Bagian Teks →
Produsen Cokelat Asal Indonesia Tembus Pasar Rusia dan Jepang

Cokelat Indonesia mempunyai rasa yang berbeda.

Dok Pipiltin Cocoa
Hampers dari Pipiltin Cocoa, Gift JoyBox, cokelat asli Indonesia dan minuman cokelat yang cocok dinikmati hangat.
Rep: Rahma Sulistya Red: Reiny Dwinanda

REPUBLIKA.CO.ID, JAKARTA -- Jenama cokelat asli Indonesia, Pipiltin Cocoa, memiliki misi untuk memperkenalkan potensi Indonesia sebagai negara penghasil cokelat yang beragam dan berkualitas. Niat yang sudah berjalan sejak 2013 ini berhasil membawa Pipiltin Cocoa menapaki Jepang hingga Rusia.

"Kami mulai ekspor ke Rusia sebelum ada perang, pada saat pandemi Covid-19. Ada mitra Rusia menjajaki, pada akhirnya kami melakukan ekspor ke Rusia," ucap Founder Pipiltin Cocoa, Tissa Aunilla, dalam webinar "Seller Story Big Ramadhan Sale Shopee", beberapa waktu lalu.

Bahan yang Disediakan →
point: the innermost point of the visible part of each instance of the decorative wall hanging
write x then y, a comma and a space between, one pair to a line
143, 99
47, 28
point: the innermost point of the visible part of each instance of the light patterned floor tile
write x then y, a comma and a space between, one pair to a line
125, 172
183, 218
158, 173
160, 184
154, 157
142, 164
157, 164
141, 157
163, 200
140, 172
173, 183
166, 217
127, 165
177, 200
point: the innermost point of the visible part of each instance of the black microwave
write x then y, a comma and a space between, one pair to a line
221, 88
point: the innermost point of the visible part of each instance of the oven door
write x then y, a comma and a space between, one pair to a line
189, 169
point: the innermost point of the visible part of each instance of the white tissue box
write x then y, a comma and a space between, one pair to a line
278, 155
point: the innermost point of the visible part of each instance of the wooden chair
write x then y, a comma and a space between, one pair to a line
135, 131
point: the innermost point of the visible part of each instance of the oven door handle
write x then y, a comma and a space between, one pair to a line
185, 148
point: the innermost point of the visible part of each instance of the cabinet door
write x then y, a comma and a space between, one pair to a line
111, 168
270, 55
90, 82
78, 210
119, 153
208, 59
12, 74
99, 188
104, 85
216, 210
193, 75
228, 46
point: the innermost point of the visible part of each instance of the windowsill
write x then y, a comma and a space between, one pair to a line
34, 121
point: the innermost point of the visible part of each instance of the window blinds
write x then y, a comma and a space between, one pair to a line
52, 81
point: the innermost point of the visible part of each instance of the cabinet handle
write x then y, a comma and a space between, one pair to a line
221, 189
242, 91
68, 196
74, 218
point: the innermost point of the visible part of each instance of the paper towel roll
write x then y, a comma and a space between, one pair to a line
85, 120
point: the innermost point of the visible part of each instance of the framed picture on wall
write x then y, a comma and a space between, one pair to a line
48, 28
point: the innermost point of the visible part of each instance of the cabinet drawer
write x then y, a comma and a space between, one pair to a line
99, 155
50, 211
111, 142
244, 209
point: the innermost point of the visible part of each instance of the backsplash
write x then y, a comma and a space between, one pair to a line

Soal dan Tugas →
1/ Kutip dari berita Pipiltin Cocoa seluruh bagian mulai dari "Produsen Cokelat Asal" sampai ke "Jepang hingga Rusia.".
2/ Siapa saja orang yang disebut namanya dalam berita Pipiltin Cocoa?
3/ Bagaimana isi berita Pipiltin Cocoa jika diringkas dalam dua kalimat?
Catatan di atas sama sekali tidak digunakan di sini.

Jawaban per Soal →
1/
Produsen Cokelat Asal Indonesia Tembus Pasar Rusia dan Jepang

Cokelat Indonesia mempunyai rasa yang berbeda.

Dok Pipiltin Cocoa
Hampers dari Pipiltin Cocoa, Gift JoyBox, cokelat asli Indonesia dan minuman cokelat yang cocok dinikmati hangat.
Rep: Rahma Sulistya Red: Reiny Dwinanda

REPUBLIKA.CO.ID, JAKARTA -- Jenama cokelat asli Indonesia, Pipiltin Cocoa, memiliki misi untuk memperkenalkan potensi Indonesia sebagai negara penghasil cokelat yang beragam dan berkualitas. Niat yang sudah berjalan sejak 2013 ini berhasil membawa Pipiltin Cocoa menapaki Jepang hingga Rusia.

2/ Rahma Sulistya, Reiny Dwinanda, Tissa Aunilla

3/ Sejak 2013, Pipiltin Cocoa, jenama cokelat asli Indonesia, menjalankan misi memperkenalkan Indonesia sebagai negara penghasil cokelat yang beragam dan berkualitas, dan misi itu membawanya ke Jepang hingga Rusia. Menurut pendirinya, Tissa Aunilla, ekspor ke Rusia dimulai pada masa pandemi Covid-19, sebelum ada perang, setelah ada mitra Rusia yang menjajaki.